__Exercise__
Only the lines from the beginning of the data through the one with "Check that each instance of the brick chimney" belong in the answer, each retyped exactly, with pictures left out.

(Entries taken from a collection)
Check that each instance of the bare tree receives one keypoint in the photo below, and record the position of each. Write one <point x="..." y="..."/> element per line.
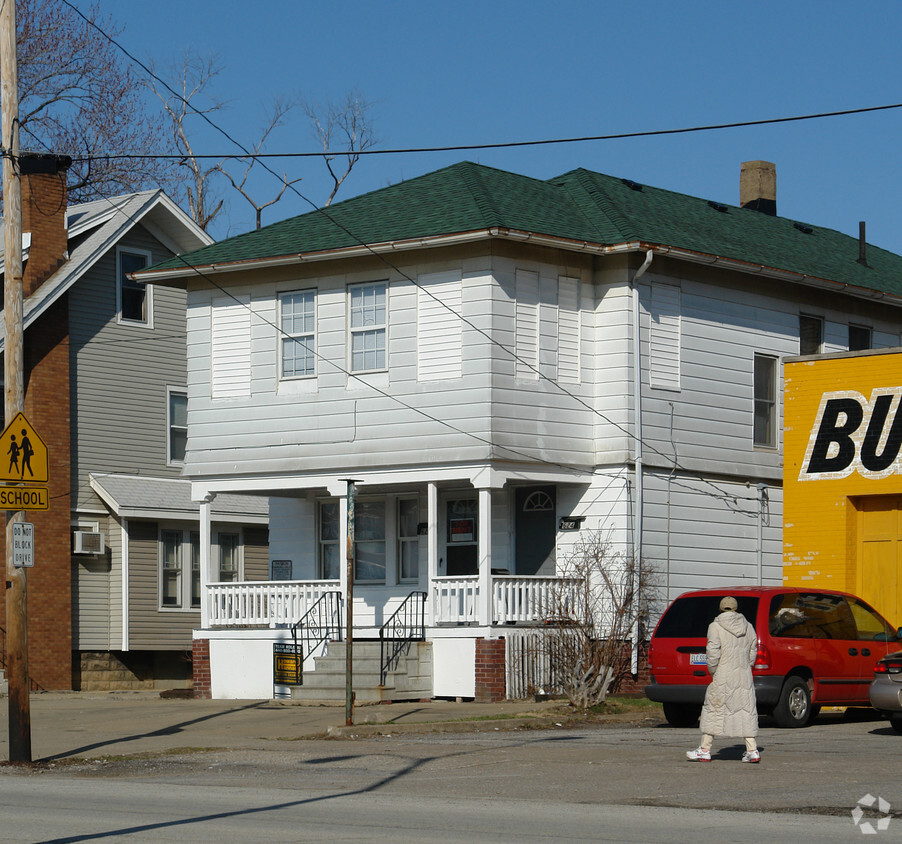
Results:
<point x="603" y="597"/>
<point x="78" y="97"/>
<point x="346" y="125"/>
<point x="278" y="112"/>
<point x="190" y="81"/>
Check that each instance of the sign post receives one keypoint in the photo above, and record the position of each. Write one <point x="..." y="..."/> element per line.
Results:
<point x="14" y="373"/>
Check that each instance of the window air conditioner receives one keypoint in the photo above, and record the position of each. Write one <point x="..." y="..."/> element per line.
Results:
<point x="87" y="542"/>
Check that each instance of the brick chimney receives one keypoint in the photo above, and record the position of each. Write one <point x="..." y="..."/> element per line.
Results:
<point x="44" y="202"/>
<point x="758" y="186"/>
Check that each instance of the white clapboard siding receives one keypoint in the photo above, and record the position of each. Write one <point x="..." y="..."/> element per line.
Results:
<point x="527" y="324"/>
<point x="231" y="347"/>
<point x="439" y="326"/>
<point x="664" y="352"/>
<point x="569" y="295"/>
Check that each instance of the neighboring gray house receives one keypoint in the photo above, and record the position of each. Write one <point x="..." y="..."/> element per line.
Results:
<point x="497" y="360"/>
<point x="122" y="558"/>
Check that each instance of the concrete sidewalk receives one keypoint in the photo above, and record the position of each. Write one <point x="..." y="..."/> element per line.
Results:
<point x="97" y="724"/>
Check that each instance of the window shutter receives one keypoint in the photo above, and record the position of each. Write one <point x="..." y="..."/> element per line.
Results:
<point x="527" y="324"/>
<point x="439" y="328"/>
<point x="231" y="347"/>
<point x="568" y="329"/>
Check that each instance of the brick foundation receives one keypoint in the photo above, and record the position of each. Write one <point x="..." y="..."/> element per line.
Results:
<point x="490" y="670"/>
<point x="200" y="658"/>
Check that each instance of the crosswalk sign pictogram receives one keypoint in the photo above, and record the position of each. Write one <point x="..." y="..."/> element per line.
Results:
<point x="24" y="455"/>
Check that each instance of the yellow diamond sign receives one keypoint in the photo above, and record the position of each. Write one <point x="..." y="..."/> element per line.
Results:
<point x="23" y="455"/>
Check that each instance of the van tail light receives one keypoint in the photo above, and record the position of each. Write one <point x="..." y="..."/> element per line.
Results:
<point x="762" y="659"/>
<point x="888" y="666"/>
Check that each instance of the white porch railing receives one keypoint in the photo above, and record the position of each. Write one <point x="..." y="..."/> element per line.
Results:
<point x="455" y="600"/>
<point x="523" y="599"/>
<point x="515" y="599"/>
<point x="264" y="602"/>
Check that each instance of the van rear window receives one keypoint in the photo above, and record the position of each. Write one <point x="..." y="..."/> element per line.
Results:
<point x="688" y="618"/>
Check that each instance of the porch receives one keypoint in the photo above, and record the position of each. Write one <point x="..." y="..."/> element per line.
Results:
<point x="523" y="600"/>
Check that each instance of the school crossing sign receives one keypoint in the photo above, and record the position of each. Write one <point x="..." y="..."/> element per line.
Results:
<point x="23" y="460"/>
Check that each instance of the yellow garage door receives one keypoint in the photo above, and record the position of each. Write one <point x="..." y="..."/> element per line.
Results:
<point x="880" y="554"/>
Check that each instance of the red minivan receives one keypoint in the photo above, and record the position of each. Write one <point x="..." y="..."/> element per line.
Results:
<point x="815" y="647"/>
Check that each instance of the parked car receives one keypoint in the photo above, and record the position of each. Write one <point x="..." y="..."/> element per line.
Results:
<point x="886" y="688"/>
<point x="815" y="647"/>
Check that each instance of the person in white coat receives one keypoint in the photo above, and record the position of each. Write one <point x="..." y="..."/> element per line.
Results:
<point x="730" y="708"/>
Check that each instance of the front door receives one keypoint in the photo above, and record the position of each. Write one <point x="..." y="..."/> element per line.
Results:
<point x="536" y="530"/>
<point x="462" y="537"/>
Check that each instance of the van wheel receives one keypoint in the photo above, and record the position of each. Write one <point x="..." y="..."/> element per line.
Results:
<point x="682" y="714"/>
<point x="794" y="707"/>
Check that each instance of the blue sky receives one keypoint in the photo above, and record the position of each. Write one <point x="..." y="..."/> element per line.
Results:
<point x="445" y="73"/>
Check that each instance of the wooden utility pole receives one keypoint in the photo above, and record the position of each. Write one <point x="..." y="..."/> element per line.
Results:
<point x="349" y="607"/>
<point x="13" y="356"/>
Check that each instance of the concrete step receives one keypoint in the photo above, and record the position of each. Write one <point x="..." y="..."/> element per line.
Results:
<point x="326" y="682"/>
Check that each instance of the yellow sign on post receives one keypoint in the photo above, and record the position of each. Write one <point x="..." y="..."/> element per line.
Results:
<point x="23" y="455"/>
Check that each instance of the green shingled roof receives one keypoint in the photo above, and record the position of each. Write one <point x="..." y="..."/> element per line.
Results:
<point x="580" y="205"/>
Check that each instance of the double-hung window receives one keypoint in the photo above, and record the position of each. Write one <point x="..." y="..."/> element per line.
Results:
<point x="134" y="298"/>
<point x="177" y="424"/>
<point x="229" y="563"/>
<point x="860" y="338"/>
<point x="369" y="541"/>
<point x="408" y="540"/>
<point x="329" y="542"/>
<point x="298" y="322"/>
<point x="368" y="326"/>
<point x="765" y="389"/>
<point x="179" y="569"/>
<point x="811" y="335"/>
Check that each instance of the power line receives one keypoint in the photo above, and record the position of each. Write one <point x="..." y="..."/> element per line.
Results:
<point x="541" y="376"/>
<point x="770" y="121"/>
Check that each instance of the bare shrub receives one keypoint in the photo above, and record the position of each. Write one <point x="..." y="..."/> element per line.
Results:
<point x="603" y="603"/>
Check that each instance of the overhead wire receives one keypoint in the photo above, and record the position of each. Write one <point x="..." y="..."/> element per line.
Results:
<point x="246" y="154"/>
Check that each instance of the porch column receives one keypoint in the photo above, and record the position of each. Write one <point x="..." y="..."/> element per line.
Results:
<point x="206" y="571"/>
<point x="431" y="547"/>
<point x="484" y="548"/>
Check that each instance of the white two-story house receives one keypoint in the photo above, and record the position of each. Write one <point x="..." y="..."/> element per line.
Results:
<point x="495" y="360"/>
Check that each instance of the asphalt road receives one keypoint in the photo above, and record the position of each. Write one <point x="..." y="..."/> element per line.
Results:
<point x="606" y="783"/>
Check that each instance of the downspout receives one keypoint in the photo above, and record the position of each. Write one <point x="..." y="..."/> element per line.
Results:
<point x="637" y="458"/>
<point x="762" y="504"/>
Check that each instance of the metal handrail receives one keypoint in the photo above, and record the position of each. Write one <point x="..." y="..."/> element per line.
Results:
<point x="321" y="621"/>
<point x="407" y="624"/>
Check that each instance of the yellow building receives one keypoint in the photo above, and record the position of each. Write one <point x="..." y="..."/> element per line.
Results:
<point x="842" y="518"/>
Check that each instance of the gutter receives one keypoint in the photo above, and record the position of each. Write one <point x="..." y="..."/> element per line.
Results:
<point x="519" y="236"/>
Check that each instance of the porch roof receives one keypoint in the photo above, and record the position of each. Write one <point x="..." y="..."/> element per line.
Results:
<point x="131" y="496"/>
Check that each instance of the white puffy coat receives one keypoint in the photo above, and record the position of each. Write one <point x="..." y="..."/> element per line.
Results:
<point x="730" y="708"/>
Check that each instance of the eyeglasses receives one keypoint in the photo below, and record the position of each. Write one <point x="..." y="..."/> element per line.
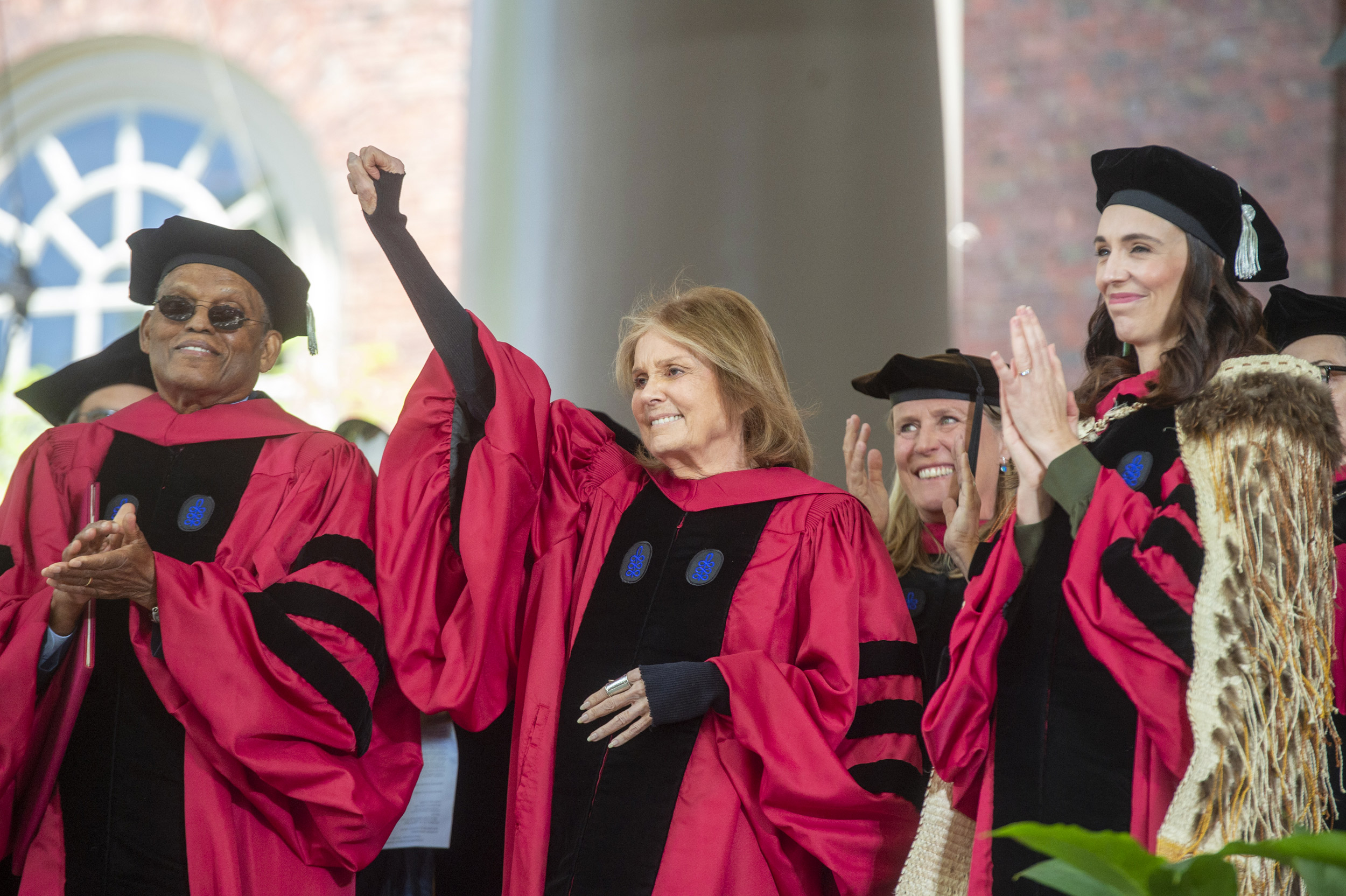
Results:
<point x="89" y="416"/>
<point x="1329" y="370"/>
<point x="221" y="317"/>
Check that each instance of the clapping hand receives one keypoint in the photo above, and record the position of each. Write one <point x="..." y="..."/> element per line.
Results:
<point x="1038" y="412"/>
<point x="109" y="562"/>
<point x="634" y="719"/>
<point x="865" y="471"/>
<point x="963" y="514"/>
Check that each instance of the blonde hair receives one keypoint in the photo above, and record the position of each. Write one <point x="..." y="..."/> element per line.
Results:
<point x="728" y="333"/>
<point x="905" y="529"/>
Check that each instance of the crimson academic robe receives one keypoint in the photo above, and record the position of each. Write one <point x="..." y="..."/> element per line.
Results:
<point x="251" y="741"/>
<point x="1067" y="697"/>
<point x="571" y="565"/>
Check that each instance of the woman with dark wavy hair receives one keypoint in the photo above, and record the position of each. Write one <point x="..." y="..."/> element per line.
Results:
<point x="1112" y="664"/>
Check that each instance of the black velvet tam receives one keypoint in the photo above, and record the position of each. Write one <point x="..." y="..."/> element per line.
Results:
<point x="122" y="362"/>
<point x="178" y="241"/>
<point x="948" y="376"/>
<point x="1201" y="200"/>
<point x="1293" y="315"/>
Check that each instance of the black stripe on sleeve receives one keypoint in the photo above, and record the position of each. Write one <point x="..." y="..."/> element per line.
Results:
<point x="298" y="650"/>
<point x="1175" y="541"/>
<point x="1151" y="605"/>
<point x="324" y="605"/>
<point x="886" y="717"/>
<point x="982" y="555"/>
<point x="892" y="776"/>
<point x="1185" y="497"/>
<point x="881" y="659"/>
<point x="338" y="549"/>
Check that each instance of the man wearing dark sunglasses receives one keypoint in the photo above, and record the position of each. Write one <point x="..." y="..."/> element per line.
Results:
<point x="1314" y="330"/>
<point x="197" y="693"/>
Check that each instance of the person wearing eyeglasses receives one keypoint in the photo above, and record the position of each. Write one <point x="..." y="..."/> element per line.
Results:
<point x="938" y="405"/>
<point x="197" y="697"/>
<point x="1314" y="328"/>
<point x="96" y="387"/>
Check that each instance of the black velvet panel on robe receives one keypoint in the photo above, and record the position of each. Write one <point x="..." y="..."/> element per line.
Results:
<point x="612" y="809"/>
<point x="933" y="602"/>
<point x="122" y="779"/>
<point x="1065" y="728"/>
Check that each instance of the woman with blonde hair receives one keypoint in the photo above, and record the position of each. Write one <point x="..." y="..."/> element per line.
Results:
<point x="715" y="680"/>
<point x="940" y="407"/>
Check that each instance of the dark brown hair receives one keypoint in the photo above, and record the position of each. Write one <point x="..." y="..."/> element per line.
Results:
<point x="1218" y="319"/>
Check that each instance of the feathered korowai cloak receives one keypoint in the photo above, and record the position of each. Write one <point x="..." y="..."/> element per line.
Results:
<point x="1261" y="446"/>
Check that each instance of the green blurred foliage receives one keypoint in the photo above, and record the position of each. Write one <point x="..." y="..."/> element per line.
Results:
<point x="1086" y="863"/>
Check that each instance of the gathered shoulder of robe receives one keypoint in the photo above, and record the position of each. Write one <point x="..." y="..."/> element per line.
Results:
<point x="572" y="565"/>
<point x="1065" y="700"/>
<point x="254" y="740"/>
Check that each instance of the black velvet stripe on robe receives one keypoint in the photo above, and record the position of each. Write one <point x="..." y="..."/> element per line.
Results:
<point x="663" y="597"/>
<point x="122" y="779"/>
<point x="1065" y="728"/>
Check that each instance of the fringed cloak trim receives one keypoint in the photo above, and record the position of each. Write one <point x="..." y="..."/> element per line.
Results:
<point x="1260" y="444"/>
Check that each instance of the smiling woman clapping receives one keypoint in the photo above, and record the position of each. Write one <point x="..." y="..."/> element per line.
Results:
<point x="714" y="677"/>
<point x="1128" y="661"/>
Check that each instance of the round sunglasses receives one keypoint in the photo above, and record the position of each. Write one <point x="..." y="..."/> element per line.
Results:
<point x="221" y="317"/>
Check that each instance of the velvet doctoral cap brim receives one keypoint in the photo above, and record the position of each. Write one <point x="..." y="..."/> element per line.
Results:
<point x="1293" y="315"/>
<point x="122" y="362"/>
<point x="282" y="284"/>
<point x="948" y="376"/>
<point x="1201" y="200"/>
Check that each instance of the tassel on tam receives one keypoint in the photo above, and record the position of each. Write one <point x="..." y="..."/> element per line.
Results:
<point x="1247" y="265"/>
<point x="313" y="331"/>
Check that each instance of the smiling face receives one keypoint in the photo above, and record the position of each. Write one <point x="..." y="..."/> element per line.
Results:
<point x="195" y="363"/>
<point x="1142" y="260"/>
<point x="1326" y="350"/>
<point x="927" y="435"/>
<point x="679" y="408"/>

__Written response__
Check that each instance of the bare tree receives one keypoint in the photo below, and record the position of each. Write one <point x="..." y="..."/> element per line.
Results:
<point x="603" y="597"/>
<point x="78" y="97"/>
<point x="346" y="125"/>
<point x="278" y="112"/>
<point x="190" y="81"/>
Check that each instance of the sign post receives one keypoint in the photo above, and record the position of each. Write one <point x="..." y="..."/> element per line.
Results:
<point x="14" y="373"/>
Check that each instance of the window air conditioner receives one keypoint in the photo above, and record the position of each. Write one <point x="..." y="..."/> element per line.
Results:
<point x="87" y="542"/>
Check that each instance of the brick chimney receives one keypoint in the photo above, and record the position of each. Write one <point x="..." y="..."/> element per line.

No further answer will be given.